Edit the listing below so that every "wooden" reads "oak", leaving everything else unchanged.

★ ★ ★

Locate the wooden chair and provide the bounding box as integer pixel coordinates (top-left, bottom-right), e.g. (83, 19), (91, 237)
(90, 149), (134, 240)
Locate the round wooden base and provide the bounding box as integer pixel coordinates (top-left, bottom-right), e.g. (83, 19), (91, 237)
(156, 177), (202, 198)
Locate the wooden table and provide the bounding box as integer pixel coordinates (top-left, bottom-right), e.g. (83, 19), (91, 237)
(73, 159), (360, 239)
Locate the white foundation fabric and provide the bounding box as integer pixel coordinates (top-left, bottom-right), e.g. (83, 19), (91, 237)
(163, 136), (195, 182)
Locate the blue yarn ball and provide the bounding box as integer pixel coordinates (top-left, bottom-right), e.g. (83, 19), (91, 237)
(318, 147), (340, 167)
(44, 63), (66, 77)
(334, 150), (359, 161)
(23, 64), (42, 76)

★ ★ ★

RESULT OF THE EXERCISE:
Locate the oak chair and provide the bounding box as integer pixel coordinates (top-left, bottom-right), e.g. (83, 19), (91, 237)
(90, 149), (134, 240)
Locate the round oak base and provide the bounding box as integer pixel coordinates (top-left, bottom-right), e.g. (83, 19), (91, 237)
(156, 177), (202, 198)
Locate the oak table and provide the bounding box as integer pixel coordinates (top-left, bottom-right), e.g. (83, 19), (91, 237)
(73, 159), (360, 239)
Locate the white foundation fabric and provide the bounding box as integer pixel coordinates (top-left, bottom-right), e.g. (83, 19), (91, 237)
(163, 136), (195, 182)
Locate the blue yarn ball and provide the bounding box as integer pixel coordinates (top-left, bottom-right), e.g. (83, 19), (91, 237)
(318, 147), (340, 167)
(44, 63), (66, 77)
(334, 150), (359, 161)
(23, 64), (42, 76)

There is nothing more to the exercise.